## Written request 1
Reproduce the following forum thread about Canada's gold medal at the 2008 World Junior Hockey Championship, word for word.

## Source passage

((

Wow, what a nail biter that was... but Canada beats Sweden in overtime.

*Canada wins gold in the 2008 IIHF World Junior Hockey Championship!!* :clap: :clap: :clap: :clap: :clap: :clap:


----------



## MaxPower (Jan 30, 2003)

gwillikers said:


> Wow, what a nail biter that was... but Canada beats Sweden in overtime.
> 
> *Canada wins gold in the 2008 IIHF World Junior Hockey Championship!!* :clap: :clap: :clap: :clap: :clap: :clap:


Very Sweet. I didn't think they would pull it off after how they played in the third. Way to go Boys!!!

I'm surprised there isn't a thread about this.


----------



## Dr.G. (Aug 4, 2001)

I lost to my son, rage_lakers in the first half, I am losing to him in the second half, and I am way behind him in the overall. Things do not look good for the doctor.


----------



## gwillikers (Jun 19, 2003)

Kids these days!

))

## Written request 2
Select each line of the listing below that includes the string "above".

(Extracted records)

((

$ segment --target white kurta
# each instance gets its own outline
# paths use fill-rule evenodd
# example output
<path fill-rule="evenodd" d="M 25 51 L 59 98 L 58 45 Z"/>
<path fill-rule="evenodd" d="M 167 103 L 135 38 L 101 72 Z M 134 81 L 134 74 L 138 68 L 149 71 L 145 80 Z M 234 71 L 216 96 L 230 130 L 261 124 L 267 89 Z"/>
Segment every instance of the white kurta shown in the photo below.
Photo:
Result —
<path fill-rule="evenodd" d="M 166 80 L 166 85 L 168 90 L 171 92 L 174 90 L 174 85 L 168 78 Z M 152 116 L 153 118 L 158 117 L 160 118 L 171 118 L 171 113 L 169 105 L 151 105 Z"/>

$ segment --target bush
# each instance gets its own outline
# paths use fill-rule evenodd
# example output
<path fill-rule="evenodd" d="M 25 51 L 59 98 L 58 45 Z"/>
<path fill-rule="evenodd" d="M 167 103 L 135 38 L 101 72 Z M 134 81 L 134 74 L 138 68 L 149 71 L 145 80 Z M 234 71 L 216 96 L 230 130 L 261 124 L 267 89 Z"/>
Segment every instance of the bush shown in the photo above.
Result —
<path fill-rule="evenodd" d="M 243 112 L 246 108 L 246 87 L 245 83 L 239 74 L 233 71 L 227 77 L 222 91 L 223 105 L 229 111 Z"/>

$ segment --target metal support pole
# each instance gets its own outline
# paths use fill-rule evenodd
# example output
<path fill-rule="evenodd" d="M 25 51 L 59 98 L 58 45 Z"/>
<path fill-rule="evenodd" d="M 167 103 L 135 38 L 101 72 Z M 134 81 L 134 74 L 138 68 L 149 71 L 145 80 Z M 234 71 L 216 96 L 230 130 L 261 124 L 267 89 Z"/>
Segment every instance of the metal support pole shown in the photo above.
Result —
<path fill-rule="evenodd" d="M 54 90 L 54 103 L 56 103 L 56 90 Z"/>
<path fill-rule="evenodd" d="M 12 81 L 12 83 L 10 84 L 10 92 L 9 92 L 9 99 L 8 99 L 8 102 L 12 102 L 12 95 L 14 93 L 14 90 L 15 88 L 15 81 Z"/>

))

## Full response 1
Wow, what a nail biter that was... but Canada beats Sweden in overtime.

*Canada wins gold in the 2008 IIHF World Junior Hockey Championship!!* :clap: :clap: :clap: :clap: :clap: :clap:


----------



## MaxPower (Jan 30, 2003)

gwillikers said:


> Wow, what a nail biter that was... but Canada beats Sweden in overtime.
> 
> *Canada wins gold in the 2008 IIHF World Junior Hockey Championship!!* :clap: :clap: :clap: :clap: :clap: :clap:


Very Sweet. I didn't think they would pull it off after how they played in the third. Way to go Boys!!!

I'm surprised there isn't a thread about this.


----------



## Dr.G. (Aug 4, 2001)

I lost to my son, rage_lakers in the first half, I am losing to him in the second half, and I am way behind him in the overall. Things do not look good for the doctor.


----------



## gwillikers (Jun 19, 2003)

Kids these days!

## Full response 2
Segment every instance of the bush shown in the photo above.
Segment every instance of the metal support pole shown in the photo above.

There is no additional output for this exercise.